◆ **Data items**
********

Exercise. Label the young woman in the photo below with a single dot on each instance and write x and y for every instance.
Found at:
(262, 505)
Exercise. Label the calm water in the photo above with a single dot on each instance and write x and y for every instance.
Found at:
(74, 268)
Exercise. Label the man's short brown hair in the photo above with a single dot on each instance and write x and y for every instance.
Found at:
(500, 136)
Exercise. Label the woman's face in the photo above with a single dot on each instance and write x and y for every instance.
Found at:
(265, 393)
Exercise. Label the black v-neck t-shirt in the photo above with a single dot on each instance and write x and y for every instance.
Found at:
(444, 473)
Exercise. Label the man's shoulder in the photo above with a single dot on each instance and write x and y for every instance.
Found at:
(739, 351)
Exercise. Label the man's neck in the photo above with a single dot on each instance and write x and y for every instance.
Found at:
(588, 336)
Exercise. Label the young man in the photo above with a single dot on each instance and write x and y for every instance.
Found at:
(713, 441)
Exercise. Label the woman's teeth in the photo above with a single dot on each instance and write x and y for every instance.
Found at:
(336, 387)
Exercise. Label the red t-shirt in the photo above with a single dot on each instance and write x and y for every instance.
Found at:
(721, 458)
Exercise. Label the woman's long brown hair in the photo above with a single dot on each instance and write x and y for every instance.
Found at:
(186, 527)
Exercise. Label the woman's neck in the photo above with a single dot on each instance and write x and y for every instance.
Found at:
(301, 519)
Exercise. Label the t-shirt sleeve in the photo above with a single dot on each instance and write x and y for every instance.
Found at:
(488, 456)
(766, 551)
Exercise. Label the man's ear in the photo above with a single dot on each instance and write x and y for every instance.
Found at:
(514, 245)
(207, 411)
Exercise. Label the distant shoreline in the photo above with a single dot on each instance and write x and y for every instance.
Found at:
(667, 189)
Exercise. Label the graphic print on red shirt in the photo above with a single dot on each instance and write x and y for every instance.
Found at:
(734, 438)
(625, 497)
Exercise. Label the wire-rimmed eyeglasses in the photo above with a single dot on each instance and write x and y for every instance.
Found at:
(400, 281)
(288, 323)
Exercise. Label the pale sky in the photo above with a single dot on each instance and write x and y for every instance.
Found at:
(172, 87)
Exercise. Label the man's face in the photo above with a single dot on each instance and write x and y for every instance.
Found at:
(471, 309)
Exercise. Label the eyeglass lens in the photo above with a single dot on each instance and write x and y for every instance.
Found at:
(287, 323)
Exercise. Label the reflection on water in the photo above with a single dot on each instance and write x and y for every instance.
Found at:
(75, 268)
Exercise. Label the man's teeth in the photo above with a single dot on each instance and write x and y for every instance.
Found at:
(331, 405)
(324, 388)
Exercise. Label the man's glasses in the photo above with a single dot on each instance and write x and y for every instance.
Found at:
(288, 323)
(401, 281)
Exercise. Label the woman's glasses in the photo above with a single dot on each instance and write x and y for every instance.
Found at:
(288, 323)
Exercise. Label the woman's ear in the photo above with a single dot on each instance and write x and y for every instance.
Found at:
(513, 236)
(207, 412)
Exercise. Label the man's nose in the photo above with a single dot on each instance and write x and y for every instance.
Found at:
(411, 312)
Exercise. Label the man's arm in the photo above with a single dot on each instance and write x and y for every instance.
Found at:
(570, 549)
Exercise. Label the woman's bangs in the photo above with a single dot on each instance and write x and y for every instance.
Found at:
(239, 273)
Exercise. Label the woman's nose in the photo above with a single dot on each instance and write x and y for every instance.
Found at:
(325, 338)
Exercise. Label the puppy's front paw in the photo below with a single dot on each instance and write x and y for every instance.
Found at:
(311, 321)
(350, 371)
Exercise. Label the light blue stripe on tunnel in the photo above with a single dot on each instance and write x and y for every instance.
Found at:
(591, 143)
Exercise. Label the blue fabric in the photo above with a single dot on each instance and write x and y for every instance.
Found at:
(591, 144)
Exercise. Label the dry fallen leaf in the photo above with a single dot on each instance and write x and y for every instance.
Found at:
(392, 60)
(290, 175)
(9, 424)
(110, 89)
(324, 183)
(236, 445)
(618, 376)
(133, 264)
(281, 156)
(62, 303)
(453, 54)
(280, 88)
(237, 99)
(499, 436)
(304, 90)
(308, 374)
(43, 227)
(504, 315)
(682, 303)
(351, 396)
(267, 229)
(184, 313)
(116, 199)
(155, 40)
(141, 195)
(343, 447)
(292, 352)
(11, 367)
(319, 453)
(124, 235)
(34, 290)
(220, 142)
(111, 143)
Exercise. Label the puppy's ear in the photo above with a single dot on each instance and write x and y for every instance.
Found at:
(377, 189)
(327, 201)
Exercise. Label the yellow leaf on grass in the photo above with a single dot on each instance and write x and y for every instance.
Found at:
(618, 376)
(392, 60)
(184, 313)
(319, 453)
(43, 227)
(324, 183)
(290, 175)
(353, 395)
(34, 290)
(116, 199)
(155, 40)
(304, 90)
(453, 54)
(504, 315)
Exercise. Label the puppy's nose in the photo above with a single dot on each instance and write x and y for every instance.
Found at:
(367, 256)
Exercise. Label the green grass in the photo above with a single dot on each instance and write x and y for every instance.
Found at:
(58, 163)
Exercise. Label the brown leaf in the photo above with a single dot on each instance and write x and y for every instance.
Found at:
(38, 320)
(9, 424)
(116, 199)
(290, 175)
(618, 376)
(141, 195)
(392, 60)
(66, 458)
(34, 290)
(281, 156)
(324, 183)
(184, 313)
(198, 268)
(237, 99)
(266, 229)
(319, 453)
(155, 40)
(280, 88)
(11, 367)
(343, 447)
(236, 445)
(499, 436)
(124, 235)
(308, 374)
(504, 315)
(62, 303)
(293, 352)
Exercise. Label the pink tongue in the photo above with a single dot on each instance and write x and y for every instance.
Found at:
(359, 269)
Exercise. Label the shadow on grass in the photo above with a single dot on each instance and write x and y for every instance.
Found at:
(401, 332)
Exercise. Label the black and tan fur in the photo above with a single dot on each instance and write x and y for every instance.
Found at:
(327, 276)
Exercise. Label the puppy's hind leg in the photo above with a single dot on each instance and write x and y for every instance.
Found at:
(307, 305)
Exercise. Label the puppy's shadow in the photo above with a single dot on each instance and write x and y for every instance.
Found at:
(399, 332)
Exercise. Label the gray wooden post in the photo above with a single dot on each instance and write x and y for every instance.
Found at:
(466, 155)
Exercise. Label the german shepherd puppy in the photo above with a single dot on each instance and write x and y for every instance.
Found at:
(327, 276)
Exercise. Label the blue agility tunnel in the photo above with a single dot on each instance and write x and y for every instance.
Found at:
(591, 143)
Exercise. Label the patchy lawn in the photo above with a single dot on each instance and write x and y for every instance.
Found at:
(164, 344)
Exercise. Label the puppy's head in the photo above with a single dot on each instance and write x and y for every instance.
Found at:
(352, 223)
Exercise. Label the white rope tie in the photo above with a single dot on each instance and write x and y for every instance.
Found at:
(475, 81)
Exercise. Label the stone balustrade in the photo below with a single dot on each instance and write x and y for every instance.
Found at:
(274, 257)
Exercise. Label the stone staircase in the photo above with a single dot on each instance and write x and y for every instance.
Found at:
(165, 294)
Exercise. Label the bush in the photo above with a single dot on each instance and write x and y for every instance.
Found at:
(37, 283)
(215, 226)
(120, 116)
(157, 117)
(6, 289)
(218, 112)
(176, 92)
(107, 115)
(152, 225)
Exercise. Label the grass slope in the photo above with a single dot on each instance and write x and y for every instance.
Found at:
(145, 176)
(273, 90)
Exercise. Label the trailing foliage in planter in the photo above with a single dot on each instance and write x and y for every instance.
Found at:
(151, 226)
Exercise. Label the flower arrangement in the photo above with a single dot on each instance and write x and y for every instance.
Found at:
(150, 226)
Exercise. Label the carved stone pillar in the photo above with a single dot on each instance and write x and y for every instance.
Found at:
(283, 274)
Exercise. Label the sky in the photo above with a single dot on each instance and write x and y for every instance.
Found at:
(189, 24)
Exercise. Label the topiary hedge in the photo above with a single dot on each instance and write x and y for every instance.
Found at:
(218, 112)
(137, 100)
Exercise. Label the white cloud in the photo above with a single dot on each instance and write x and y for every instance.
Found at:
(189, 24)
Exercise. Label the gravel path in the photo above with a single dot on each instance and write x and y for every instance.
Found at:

********

◆ **TASK STATEMENT**
Your answer should be the lines above, from the line containing "Exercise. Label the stone balustrade" up to and including the line containing "Exercise. Label the carved", reproduced exactly and with nothing else.

◆ **EXPECTED OUTPUT**
Exercise. Label the stone balustrade in the photo below with a single dot on each instance and write x and y for every instance.
Found at:
(274, 257)
Exercise. Label the stone staircase in the photo above with a single dot on each instance and write x and y for every instance.
Found at:
(165, 294)
Exercise. Label the bush in the photo above with a single dot on each instance and write x and y for every instance.
Found at:
(37, 283)
(215, 226)
(120, 116)
(157, 117)
(6, 289)
(218, 112)
(176, 92)
(107, 115)
(152, 225)
Exercise. Label the grass slope in the photo above with a single dot on each instance and write x and y for every instance.
Found at:
(145, 176)
(273, 90)
Exercise. Label the trailing foliage in planter in the photo above with a single dot on each instance and write x and y for every instance.
Found at:
(151, 226)
Exercise. Label the flower arrangement in the photo above with a single dot on each instance and write x and y for every instance.
Found at:
(150, 226)
Exercise. Label the carved stone pillar in the photo above with a single dot on each instance and write x and y for every instance.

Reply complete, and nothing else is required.